→ **Given passage**
========

Dan Rather
But I felt there something bigger, more profound going on here. The easy answer is self-deception, clinically so, perhaps understandable given his age. A caller to Bill O'Reilly found the angle I was searching for, that Dan is frustrated in his inability to remake the world in his image.
I'll go further to include a few others in a similar state, like Bill Moyers. They were truly going to change the world, like Woodward and Berstein, only they were a one hit wonder. They were going to expose us moss-backs that don't understand why government is good, capitalism is bad, and morals are relative. (Besides, you guys are such phonies!)
They never met a (publicly traded) corporation they didn't hate, even CBS now it seems. They loathe the military. They is no last word in what they call diplomacy, what we call appeasement. The were to be the wise "E. F. Hutton" sages: whenever they spoke, the rest of us listen.
About halfway on the way to Valhalla, they lost control. Cable TV and satellites appeared thirty years ago. Then came personal computers, the internet, talk radio, and (gasp!) Fox News. In fact, Rush Limbaugh was literally laughing at them three hours a day. One does not laugh at Dan Rather. Ask Bernie Goldberg.

========

→ **Supplied data**
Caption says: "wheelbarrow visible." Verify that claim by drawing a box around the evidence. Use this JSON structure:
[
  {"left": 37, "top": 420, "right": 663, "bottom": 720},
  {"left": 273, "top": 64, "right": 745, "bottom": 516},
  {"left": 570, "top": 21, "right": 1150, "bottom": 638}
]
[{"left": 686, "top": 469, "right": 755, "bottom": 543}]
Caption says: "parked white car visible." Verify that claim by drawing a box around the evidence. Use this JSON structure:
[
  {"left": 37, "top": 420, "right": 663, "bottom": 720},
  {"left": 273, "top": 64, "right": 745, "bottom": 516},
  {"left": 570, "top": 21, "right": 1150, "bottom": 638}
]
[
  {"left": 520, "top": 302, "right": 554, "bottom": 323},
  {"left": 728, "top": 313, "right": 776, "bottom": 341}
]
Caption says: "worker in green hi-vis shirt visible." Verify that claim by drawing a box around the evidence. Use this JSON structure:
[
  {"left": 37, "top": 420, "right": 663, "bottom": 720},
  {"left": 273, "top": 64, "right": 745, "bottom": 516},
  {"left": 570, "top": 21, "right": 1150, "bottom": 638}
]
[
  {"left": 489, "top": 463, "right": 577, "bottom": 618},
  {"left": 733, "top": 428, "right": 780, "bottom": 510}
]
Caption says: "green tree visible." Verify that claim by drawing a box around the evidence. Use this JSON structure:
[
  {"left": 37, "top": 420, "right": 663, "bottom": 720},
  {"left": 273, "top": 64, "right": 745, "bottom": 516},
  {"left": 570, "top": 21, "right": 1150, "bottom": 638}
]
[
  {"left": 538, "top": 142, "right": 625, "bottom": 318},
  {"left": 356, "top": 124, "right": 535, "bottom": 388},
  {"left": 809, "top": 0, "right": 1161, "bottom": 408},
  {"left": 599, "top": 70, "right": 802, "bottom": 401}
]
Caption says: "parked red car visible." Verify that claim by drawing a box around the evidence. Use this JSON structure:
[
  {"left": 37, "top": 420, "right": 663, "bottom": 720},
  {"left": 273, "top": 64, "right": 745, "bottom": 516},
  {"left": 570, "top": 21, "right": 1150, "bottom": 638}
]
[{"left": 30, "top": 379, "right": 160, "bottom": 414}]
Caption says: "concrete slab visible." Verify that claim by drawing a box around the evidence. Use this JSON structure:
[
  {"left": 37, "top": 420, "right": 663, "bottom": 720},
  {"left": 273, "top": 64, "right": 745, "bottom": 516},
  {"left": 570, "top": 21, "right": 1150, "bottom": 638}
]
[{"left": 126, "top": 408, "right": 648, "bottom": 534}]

========

→ **Work task 1**
In the Dan Rather piece, who was laughing at them three hours a day?
→ **Work task 2**
Extend the Dan Rather piece, starting after its final sentence.
The lines aren't needed for anything here.

→ **Output 1**
Rush Limbaugh.

→ **Output 2**
Like the aging gunslinger in John Wayne's last film "The Shootist," cancer-stricken J. B. Books was dying and as somehow seemed appropriate, his rough and ready world was dying with him. A new world was moving in, with noisy horseless carriages, streetcars, and electric lights.
So it much be with people like Rather and Moyers, the last of a journalistic breed who take themselves much too seriously. Their world is dying, too, even among the once adoring leftist throngs who are now too impatient to listen to them develop an argument.
After they're gone (not immediately, let's hope), there will be no more - let's hope.